Point localization data
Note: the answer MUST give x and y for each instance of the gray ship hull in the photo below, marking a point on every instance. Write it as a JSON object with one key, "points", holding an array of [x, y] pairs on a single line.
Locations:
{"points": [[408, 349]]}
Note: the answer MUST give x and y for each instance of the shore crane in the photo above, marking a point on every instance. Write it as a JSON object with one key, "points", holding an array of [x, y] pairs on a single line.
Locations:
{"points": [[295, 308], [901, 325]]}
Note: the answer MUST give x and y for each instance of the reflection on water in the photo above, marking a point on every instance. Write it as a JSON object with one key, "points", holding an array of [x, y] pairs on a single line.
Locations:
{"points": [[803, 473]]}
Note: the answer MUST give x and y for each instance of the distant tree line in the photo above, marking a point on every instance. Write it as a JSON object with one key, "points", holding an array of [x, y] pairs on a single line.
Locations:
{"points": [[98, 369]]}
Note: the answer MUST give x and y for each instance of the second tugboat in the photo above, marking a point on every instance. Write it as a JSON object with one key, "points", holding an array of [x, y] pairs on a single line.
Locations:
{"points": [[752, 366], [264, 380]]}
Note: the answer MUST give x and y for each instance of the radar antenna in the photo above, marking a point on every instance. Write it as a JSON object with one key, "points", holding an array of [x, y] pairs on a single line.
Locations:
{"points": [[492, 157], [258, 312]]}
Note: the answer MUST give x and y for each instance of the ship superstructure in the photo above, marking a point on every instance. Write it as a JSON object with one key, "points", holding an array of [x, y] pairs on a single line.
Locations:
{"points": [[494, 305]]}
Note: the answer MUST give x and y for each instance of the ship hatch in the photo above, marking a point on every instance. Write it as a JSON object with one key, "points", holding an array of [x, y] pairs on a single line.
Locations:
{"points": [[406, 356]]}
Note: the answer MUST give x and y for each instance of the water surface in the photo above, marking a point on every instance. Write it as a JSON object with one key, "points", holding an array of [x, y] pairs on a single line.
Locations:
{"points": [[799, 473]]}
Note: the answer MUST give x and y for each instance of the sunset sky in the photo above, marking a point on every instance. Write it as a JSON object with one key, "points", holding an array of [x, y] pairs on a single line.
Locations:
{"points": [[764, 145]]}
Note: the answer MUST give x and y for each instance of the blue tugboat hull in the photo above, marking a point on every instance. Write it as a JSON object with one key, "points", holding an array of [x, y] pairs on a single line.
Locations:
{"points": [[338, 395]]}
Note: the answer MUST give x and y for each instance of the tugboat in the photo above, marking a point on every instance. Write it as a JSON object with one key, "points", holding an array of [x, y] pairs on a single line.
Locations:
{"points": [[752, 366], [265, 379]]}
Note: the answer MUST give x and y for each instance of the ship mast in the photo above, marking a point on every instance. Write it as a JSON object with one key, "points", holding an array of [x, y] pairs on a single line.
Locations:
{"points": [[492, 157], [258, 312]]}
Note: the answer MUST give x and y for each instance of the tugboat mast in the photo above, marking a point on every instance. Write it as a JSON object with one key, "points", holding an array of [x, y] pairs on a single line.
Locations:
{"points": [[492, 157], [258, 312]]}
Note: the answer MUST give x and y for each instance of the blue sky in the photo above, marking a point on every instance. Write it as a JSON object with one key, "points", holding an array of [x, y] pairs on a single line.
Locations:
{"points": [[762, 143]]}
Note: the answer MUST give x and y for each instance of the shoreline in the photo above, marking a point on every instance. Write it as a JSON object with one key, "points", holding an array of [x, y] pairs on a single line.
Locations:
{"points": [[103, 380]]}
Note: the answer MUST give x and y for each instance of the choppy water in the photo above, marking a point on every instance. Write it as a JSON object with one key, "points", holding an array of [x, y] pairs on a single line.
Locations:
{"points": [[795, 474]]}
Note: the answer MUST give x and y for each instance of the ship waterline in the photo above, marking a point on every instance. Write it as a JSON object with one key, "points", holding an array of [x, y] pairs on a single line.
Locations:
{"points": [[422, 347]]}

▸ The task
The lines that mention the word "blue" should be pulled from the records above.

▸ Reply to the task
Note: the answer MUST give x and y for each instance of the blue tugboat hull in the photo above, marking a point on every instance. Write it as a JSON object with one key, "points", holding an array of [x, y] pairs on a single line.
Note: the answer MUST give x and y for each instance of the blue sky in the photo above, marking a point on every instance. Write it as a JSON object with one key, "points", holding an array of [x, y] pairs on a single line.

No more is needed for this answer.